**Compiti assegnati**
[A] Per favore, trascrivi dall'estratto il passo da "Indossa una veste" a "è ben definito.".
[B] Rispondi a queste domande sull'estratto, una per riga, usando gli stessi segni:
(i) Su quale materiale è stato dipinto il soggetto?
(ii) Con quale altro nome è conosciuta la camora?
(iii) Da che cosa è trattenuta la treccia della fanciulla?
[C] Indica se ciascuna affermazione concorda con l'estratto e cita le parole che lo stabiliscono:
(i) La fanciulla è ritratta di fronte.
(ii) La biacca è una sostanza colorante bianca.
(iii) L'abito che la fanciulla indossa sopra la veste è rosso.

Il soggetto, risalente al 1495 circa, è stato dipinto su pergamena utilizzando gesso, matita, inchiostro e biacca, una sostanza colorante bianca. La fanciulla è ritratta di profilo e il suo sguardo assorto, incurante di ciò che le sta intorno, lascia trasparire sentimenti di tristezza e malinconia.

Indossa una veste dorata con le maniche rosse chiamata camora – conosciuta ancora come gamurra – tipica del periodo rinascimentale. Al di sopra la fanciulla veste un abito verde arricchito da raffinati ornamenti. I capelli chiari sono raccolti in una treccia alla catalana, il coazzone, trattenuta da una scuffia dorata. Ogni particolare del volto, delle vesti e dei capelli è ben definito.

**Dati disponibili**
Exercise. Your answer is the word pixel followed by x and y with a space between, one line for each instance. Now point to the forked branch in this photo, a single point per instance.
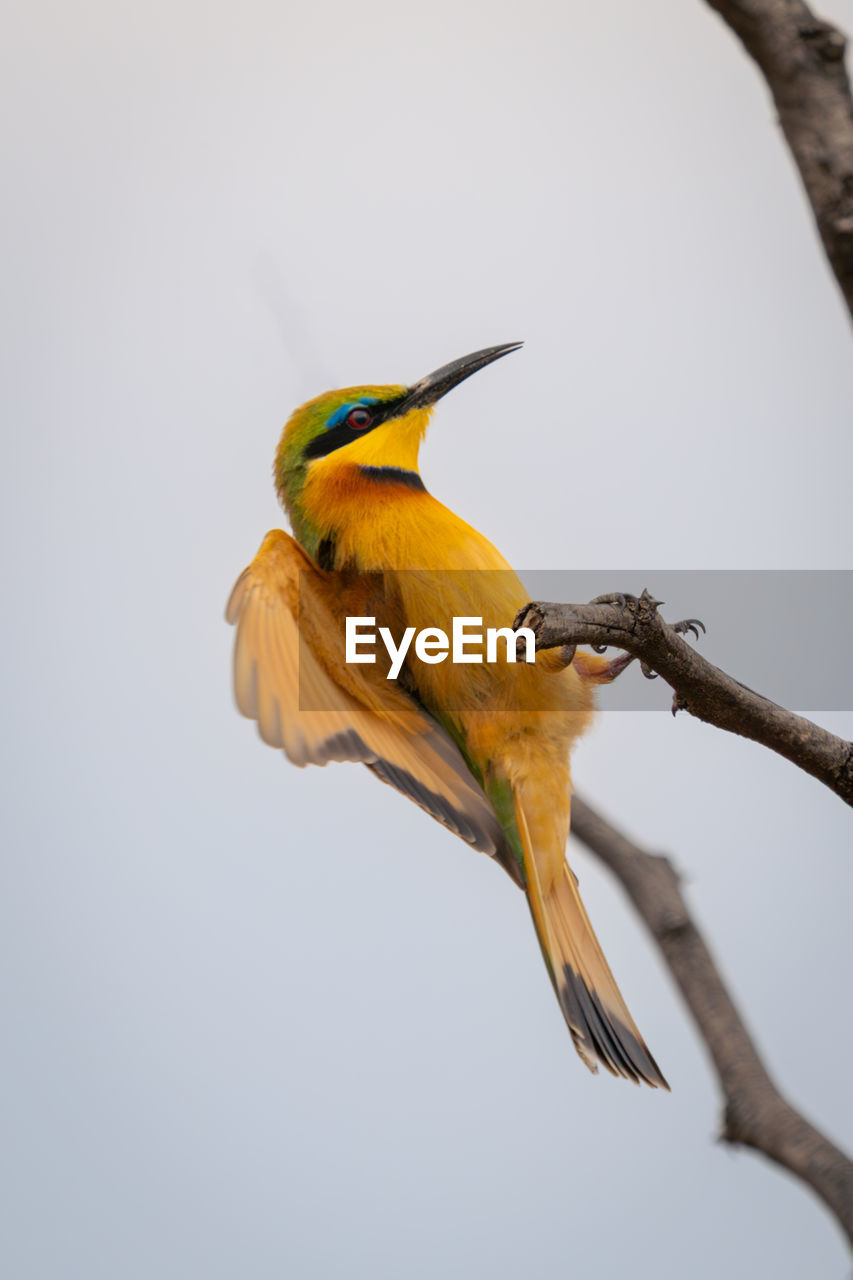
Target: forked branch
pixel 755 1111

**Soluzioni in ordine**
[A]
Indossa una veste dorata con le maniche rosse chiamata camora – conosciuta ancora come gamurra – tipica del periodo rinascimentale. Al di sopra la fanciulla veste un abito verde arricchito da raffinati ornamenti. I capelli chiari sono raccolti in una treccia alla catalana, il coazzone, trattenuta da una scuffia dorata. Ogni particolare del volto, delle vesti e dei capelli è ben definito.

[B]
(i) Su pergamena.
(ii) Gamurra.
(iii) Da una scuffia dorata.

[C]
(i) No: "La fanciulla è ritratta di profilo".
(ii) Sì: "biacca, una sostanza colorante bianca".
(iii) No: "Al di sopra la fanciulla veste un abito verde arricchito da raffinati ornamenti".